-- WORK TO BE COMPLETED --
List all the lines in these records that hold "dark".

-- RECORD EXTRACTS --
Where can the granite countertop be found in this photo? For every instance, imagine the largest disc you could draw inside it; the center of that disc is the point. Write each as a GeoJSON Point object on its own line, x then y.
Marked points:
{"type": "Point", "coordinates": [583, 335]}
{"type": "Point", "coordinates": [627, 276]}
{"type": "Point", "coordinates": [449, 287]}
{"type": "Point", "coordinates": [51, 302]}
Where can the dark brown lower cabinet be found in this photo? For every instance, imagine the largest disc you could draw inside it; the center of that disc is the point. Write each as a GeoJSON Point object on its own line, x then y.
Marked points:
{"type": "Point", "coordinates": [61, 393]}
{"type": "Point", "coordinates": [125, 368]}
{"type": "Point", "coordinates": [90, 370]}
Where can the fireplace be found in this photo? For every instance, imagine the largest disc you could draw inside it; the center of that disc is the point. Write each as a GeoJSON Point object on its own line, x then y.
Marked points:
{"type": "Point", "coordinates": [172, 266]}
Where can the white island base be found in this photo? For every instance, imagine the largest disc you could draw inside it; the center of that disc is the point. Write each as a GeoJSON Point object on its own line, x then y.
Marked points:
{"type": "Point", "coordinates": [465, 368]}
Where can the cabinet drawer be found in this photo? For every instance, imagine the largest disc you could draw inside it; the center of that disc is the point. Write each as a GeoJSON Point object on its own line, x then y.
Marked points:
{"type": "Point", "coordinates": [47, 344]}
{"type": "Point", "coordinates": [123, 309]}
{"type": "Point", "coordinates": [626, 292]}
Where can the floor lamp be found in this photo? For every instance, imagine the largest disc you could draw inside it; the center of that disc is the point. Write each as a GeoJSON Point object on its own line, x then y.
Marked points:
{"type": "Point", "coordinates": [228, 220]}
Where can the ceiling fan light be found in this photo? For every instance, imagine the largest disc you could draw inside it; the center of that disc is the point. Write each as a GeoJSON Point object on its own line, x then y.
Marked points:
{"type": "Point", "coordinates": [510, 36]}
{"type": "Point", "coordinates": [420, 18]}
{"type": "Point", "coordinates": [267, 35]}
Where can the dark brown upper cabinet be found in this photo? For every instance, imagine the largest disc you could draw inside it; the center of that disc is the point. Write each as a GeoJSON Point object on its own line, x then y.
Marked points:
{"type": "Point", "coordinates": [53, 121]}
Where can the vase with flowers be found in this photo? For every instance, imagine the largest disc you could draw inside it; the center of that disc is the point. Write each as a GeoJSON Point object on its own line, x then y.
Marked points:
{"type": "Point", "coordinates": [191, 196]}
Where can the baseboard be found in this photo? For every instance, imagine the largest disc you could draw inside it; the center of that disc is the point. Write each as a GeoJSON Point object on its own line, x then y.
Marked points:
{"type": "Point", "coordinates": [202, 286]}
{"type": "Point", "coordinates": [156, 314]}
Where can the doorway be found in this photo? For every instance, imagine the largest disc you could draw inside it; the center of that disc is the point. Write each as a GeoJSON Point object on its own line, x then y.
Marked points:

-- ANSWER TO THIS EXERCISE --
Where can the dark brown lower cabinet be found in this photo? For every instance, imagine the largest disc you could draw inside it; the center of that disc is the point. Write each as a GeoJSON Point object on its own line, x then y.
Where can the dark brown upper cabinet be found in this photo? For every instance, imagine the largest disc you could draw inside it; the center of that disc is the point. Write each as a GeoJSON Point object on its own line, x then y.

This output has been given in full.